>> begin

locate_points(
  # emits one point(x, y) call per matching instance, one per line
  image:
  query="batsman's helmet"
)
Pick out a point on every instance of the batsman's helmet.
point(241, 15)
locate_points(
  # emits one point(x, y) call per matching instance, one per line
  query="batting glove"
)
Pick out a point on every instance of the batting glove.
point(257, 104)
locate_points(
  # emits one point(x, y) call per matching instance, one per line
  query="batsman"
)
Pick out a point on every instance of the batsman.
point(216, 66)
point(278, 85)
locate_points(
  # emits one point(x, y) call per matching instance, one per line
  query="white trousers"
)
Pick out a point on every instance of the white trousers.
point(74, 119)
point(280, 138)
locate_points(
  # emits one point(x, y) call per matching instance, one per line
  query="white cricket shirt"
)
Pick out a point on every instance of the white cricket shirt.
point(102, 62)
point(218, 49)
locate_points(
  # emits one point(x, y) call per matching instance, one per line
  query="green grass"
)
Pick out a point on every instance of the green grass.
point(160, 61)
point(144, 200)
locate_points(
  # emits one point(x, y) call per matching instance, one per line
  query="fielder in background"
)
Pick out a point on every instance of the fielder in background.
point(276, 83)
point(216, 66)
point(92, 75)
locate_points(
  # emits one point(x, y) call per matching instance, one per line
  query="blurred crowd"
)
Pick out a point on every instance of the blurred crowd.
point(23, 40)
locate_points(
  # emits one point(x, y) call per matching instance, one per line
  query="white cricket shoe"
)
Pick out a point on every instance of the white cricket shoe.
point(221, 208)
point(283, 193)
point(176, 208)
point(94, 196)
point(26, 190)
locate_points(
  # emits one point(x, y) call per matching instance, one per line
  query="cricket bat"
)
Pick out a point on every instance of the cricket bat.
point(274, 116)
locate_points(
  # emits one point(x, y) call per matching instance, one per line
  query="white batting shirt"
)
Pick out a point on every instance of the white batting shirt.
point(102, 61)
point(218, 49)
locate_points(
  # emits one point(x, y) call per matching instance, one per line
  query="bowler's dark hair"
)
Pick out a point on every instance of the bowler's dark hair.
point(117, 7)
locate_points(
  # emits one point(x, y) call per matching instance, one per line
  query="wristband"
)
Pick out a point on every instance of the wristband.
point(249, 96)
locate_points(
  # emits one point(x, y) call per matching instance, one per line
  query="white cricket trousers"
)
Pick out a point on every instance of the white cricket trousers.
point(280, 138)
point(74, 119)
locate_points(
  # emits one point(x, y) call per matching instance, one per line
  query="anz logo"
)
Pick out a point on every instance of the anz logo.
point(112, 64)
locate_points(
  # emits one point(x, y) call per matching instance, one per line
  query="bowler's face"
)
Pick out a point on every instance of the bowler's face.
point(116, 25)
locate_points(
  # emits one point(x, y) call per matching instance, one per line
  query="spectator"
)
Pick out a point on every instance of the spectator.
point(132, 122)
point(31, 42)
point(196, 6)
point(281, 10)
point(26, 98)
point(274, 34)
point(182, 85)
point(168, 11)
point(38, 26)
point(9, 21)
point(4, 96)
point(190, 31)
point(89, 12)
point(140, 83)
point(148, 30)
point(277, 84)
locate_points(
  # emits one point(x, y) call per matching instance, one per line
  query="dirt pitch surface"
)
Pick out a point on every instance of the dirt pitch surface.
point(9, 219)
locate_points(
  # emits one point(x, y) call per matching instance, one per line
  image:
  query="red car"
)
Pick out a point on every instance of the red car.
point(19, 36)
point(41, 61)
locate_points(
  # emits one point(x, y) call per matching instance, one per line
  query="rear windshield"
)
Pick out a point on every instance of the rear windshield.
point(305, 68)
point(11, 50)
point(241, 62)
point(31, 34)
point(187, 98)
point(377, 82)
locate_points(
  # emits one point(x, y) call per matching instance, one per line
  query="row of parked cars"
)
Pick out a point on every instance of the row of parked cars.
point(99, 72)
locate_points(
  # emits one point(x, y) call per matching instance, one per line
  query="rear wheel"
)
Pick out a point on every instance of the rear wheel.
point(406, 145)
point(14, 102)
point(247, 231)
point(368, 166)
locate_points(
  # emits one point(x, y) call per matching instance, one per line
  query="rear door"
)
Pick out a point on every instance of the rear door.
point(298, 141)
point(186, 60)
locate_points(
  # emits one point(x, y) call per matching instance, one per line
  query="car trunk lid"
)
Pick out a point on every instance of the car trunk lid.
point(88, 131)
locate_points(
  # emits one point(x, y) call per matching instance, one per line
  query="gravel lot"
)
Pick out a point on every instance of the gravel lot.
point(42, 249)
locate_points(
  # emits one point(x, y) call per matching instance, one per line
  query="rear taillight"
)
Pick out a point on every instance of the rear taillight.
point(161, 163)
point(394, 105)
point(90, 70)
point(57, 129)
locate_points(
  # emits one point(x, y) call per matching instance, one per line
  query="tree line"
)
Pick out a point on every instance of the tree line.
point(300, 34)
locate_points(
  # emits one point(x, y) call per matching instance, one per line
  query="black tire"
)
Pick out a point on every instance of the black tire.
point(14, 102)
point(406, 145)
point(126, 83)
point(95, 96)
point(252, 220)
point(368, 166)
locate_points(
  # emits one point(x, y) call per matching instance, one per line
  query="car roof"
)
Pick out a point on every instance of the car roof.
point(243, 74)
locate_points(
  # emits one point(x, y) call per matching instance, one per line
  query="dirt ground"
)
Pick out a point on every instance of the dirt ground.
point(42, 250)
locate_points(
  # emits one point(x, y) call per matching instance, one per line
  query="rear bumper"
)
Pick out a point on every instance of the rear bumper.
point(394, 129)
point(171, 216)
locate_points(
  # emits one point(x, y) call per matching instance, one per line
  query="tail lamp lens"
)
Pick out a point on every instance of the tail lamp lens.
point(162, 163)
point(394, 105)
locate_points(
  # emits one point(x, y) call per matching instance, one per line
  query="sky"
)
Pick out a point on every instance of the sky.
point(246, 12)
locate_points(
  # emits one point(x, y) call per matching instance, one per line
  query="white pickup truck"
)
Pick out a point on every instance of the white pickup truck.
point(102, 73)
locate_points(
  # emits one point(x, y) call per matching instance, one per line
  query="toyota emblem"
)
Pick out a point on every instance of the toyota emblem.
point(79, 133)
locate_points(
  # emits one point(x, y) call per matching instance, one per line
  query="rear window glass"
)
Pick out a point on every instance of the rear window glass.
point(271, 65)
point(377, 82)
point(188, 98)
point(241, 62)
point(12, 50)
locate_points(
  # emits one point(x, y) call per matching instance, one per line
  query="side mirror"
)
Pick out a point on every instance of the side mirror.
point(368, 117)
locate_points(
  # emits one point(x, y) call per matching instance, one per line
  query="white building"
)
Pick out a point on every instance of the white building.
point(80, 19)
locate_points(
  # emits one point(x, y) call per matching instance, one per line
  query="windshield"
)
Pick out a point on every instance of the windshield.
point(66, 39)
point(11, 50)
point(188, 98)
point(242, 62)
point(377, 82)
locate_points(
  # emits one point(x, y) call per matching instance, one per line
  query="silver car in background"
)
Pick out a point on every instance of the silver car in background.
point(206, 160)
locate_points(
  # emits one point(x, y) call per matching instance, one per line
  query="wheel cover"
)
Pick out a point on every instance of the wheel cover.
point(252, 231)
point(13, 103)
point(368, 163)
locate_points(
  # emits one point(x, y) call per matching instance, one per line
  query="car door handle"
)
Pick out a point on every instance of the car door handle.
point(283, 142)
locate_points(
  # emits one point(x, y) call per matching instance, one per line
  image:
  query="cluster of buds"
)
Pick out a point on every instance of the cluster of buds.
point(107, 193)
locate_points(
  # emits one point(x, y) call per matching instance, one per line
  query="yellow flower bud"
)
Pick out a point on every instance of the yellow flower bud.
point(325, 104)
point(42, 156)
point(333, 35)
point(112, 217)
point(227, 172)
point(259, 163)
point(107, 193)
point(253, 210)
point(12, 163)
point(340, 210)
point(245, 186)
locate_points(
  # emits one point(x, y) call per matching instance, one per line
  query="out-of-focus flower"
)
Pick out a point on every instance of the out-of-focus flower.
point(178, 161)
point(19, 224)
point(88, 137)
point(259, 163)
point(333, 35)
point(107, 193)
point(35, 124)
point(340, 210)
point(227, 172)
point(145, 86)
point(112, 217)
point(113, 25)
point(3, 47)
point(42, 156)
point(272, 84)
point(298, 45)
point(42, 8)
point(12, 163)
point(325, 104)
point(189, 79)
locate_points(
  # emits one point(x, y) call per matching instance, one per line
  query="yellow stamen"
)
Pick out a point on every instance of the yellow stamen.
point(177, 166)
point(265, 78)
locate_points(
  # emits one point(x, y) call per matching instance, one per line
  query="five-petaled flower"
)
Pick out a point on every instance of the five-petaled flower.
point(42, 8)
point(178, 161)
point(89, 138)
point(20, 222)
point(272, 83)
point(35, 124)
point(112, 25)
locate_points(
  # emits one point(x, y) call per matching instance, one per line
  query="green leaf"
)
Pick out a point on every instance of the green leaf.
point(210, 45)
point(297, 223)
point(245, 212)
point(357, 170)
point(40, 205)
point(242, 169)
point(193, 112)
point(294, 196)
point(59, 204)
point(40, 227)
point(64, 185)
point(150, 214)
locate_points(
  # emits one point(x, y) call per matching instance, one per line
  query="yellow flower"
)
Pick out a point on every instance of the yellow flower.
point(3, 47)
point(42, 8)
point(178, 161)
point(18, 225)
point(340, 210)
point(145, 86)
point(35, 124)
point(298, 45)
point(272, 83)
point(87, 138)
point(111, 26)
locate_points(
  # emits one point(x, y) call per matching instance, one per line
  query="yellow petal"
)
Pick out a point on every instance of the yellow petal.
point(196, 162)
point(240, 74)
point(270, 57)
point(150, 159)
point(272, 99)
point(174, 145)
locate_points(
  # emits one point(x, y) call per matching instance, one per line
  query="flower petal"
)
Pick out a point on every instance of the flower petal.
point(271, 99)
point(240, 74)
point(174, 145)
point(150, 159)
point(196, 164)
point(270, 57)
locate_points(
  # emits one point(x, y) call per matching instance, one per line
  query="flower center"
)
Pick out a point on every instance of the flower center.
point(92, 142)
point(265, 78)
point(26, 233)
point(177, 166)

>> end

◆ DIRECTIONS:
Format the material, from its first line through the line with "point(257, 104)", as a JSON list of strings with one string per line, leaving out any blank lines.

◆ RESULT OF THIS TASK:
[
  "locate_points(",
  "  # emits one point(x, y) call per matching instance, one per line",
  "  image:",
  "  query=\"batsman's helmet\"",
  ")",
  "Pick out a point on every instance of the batsman's helmet.",
  "point(241, 15)",
  "locate_points(",
  "  # emits one point(x, y) call per matching instance, one per line",
  "  query=\"batting glove\"",
  ")",
  "Pick out a point on every instance of the batting glove.",
  "point(257, 104)"
]